# [Problem]
Leaving out the pictures, transcribe all of the records faithfully.

# [Available data]
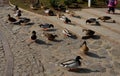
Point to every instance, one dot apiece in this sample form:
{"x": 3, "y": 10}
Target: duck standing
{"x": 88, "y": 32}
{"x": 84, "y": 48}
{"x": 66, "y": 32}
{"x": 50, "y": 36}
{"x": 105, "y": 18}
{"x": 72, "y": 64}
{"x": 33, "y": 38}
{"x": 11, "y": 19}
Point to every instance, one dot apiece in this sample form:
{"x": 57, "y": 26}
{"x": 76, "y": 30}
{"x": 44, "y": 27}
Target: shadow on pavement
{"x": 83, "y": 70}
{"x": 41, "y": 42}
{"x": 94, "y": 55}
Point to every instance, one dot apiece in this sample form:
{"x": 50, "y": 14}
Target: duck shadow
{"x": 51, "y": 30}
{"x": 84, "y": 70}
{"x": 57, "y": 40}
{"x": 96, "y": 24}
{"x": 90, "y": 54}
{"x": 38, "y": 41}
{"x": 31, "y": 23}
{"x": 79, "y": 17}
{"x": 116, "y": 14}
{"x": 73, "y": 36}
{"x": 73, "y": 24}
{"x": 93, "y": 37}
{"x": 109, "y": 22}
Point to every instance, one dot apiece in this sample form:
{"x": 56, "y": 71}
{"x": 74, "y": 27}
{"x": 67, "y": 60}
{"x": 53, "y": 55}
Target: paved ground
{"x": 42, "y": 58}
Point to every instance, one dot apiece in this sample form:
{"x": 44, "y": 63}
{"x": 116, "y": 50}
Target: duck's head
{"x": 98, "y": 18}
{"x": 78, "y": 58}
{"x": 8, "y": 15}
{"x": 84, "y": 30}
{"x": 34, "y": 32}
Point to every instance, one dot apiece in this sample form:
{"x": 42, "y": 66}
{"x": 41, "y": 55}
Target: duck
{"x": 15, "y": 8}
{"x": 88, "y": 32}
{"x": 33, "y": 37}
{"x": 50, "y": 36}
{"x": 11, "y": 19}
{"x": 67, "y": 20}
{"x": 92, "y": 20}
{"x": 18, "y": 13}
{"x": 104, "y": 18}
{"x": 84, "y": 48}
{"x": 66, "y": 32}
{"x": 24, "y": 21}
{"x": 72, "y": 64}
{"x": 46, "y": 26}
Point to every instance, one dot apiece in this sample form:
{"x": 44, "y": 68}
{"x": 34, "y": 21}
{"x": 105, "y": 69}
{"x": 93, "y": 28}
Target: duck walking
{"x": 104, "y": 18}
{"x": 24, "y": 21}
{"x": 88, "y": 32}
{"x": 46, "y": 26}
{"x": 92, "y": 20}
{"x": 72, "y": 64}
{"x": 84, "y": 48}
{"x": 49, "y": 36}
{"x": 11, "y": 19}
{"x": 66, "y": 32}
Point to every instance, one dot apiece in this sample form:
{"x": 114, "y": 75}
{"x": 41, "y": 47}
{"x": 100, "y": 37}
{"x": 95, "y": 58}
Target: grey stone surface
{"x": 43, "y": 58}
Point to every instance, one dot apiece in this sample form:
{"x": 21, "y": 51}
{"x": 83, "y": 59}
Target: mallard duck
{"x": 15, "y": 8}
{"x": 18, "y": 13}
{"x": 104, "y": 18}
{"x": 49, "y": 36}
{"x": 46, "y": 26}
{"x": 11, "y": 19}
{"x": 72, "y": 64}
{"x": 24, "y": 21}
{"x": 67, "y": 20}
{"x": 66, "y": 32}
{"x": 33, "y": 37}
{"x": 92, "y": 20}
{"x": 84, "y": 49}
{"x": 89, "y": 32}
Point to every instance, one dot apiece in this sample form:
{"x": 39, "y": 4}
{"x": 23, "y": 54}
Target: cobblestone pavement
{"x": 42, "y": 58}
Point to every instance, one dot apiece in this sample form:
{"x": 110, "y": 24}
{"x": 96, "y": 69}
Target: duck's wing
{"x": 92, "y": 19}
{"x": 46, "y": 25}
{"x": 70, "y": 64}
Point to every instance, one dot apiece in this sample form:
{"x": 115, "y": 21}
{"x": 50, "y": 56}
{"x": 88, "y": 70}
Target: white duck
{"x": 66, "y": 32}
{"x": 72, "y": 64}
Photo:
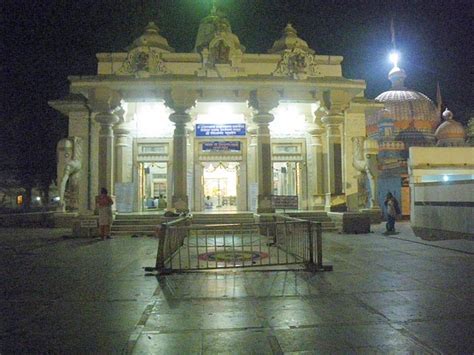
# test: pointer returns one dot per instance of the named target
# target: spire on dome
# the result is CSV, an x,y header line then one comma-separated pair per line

# [Answer to this problem]
Point to every instance, one dot apiece in this sample form:
{"x": 3, "y": 10}
Target: duck standing
{"x": 88, "y": 32}
{"x": 84, "y": 48}
{"x": 66, "y": 32}
{"x": 50, "y": 36}
{"x": 105, "y": 18}
{"x": 72, "y": 64}
{"x": 33, "y": 38}
{"x": 11, "y": 19}
Point to every instance, one dot apiece in this sample form:
{"x": 57, "y": 26}
{"x": 76, "y": 30}
{"x": 44, "y": 27}
Target: shadow on pavement
{"x": 83, "y": 70}
{"x": 41, "y": 42}
{"x": 94, "y": 55}
Point to every instance, one dot apiece in this sample form:
{"x": 50, "y": 14}
Target: duck shadow
{"x": 51, "y": 30}
{"x": 84, "y": 70}
{"x": 57, "y": 40}
{"x": 96, "y": 24}
{"x": 90, "y": 54}
{"x": 38, "y": 41}
{"x": 31, "y": 23}
{"x": 79, "y": 17}
{"x": 116, "y": 14}
{"x": 73, "y": 36}
{"x": 73, "y": 24}
{"x": 93, "y": 37}
{"x": 109, "y": 22}
Point to every instance, one dot apiece in this sample form:
{"x": 56, "y": 71}
{"x": 74, "y": 27}
{"x": 67, "y": 60}
{"x": 53, "y": 55}
Target: paved ground
{"x": 42, "y": 58}
Point to every instance, one dot apiece in this sample form:
{"x": 44, "y": 63}
{"x": 116, "y": 50}
Target: duck's head
{"x": 98, "y": 18}
{"x": 78, "y": 58}
{"x": 8, "y": 15}
{"x": 84, "y": 30}
{"x": 34, "y": 32}
Point to every instance, one dot apiece in this sample form:
{"x": 42, "y": 66}
{"x": 41, "y": 55}
Target: duck
{"x": 15, "y": 8}
{"x": 88, "y": 32}
{"x": 33, "y": 37}
{"x": 50, "y": 36}
{"x": 11, "y": 19}
{"x": 67, "y": 20}
{"x": 92, "y": 20}
{"x": 18, "y": 13}
{"x": 104, "y": 18}
{"x": 84, "y": 48}
{"x": 66, "y": 32}
{"x": 24, "y": 21}
{"x": 72, "y": 64}
{"x": 46, "y": 26}
Point to every instance, one dot apiece in this sample form:
{"x": 44, "y": 68}
{"x": 34, "y": 21}
{"x": 105, "y": 69}
{"x": 93, "y": 28}
Target: duck walking
{"x": 104, "y": 18}
{"x": 24, "y": 21}
{"x": 88, "y": 32}
{"x": 46, "y": 26}
{"x": 92, "y": 20}
{"x": 72, "y": 64}
{"x": 84, "y": 48}
{"x": 49, "y": 36}
{"x": 11, "y": 19}
{"x": 66, "y": 32}
Point to every instance, one dot apiece in this sample form:
{"x": 114, "y": 75}
{"x": 41, "y": 47}
{"x": 100, "y": 37}
{"x": 95, "y": 58}
Target: grey stone surface
{"x": 43, "y": 58}
Point to every instance, one dot apiece in this sample form:
{"x": 21, "y": 51}
{"x": 83, "y": 59}
Target: mallard duck
{"x": 15, "y": 8}
{"x": 18, "y": 13}
{"x": 104, "y": 18}
{"x": 49, "y": 36}
{"x": 46, "y": 26}
{"x": 11, "y": 19}
{"x": 72, "y": 64}
{"x": 24, "y": 21}
{"x": 67, "y": 20}
{"x": 66, "y": 32}
{"x": 33, "y": 37}
{"x": 92, "y": 20}
{"x": 84, "y": 49}
{"x": 89, "y": 32}
Point to every instance, one dot apiece in this sample form:
{"x": 39, "y": 4}
{"x": 23, "y": 54}
Target: cobblestone pavement
{"x": 42, "y": 58}
Point to every instance, one dot apiece in this sample form:
{"x": 110, "y": 24}
{"x": 96, "y": 69}
Target: duck's wing
{"x": 92, "y": 19}
{"x": 46, "y": 25}
{"x": 70, "y": 64}
Point to every instance, one dot apiece in this sample form:
{"x": 115, "y": 21}
{"x": 50, "y": 56}
{"x": 88, "y": 70}
Target: white duck
{"x": 66, "y": 32}
{"x": 72, "y": 64}
Photo:
# test: pointer returns one dot per instance of the named target
# target: spire on dome
# the result is CSV, an x,y header line then one comma-separated pair per line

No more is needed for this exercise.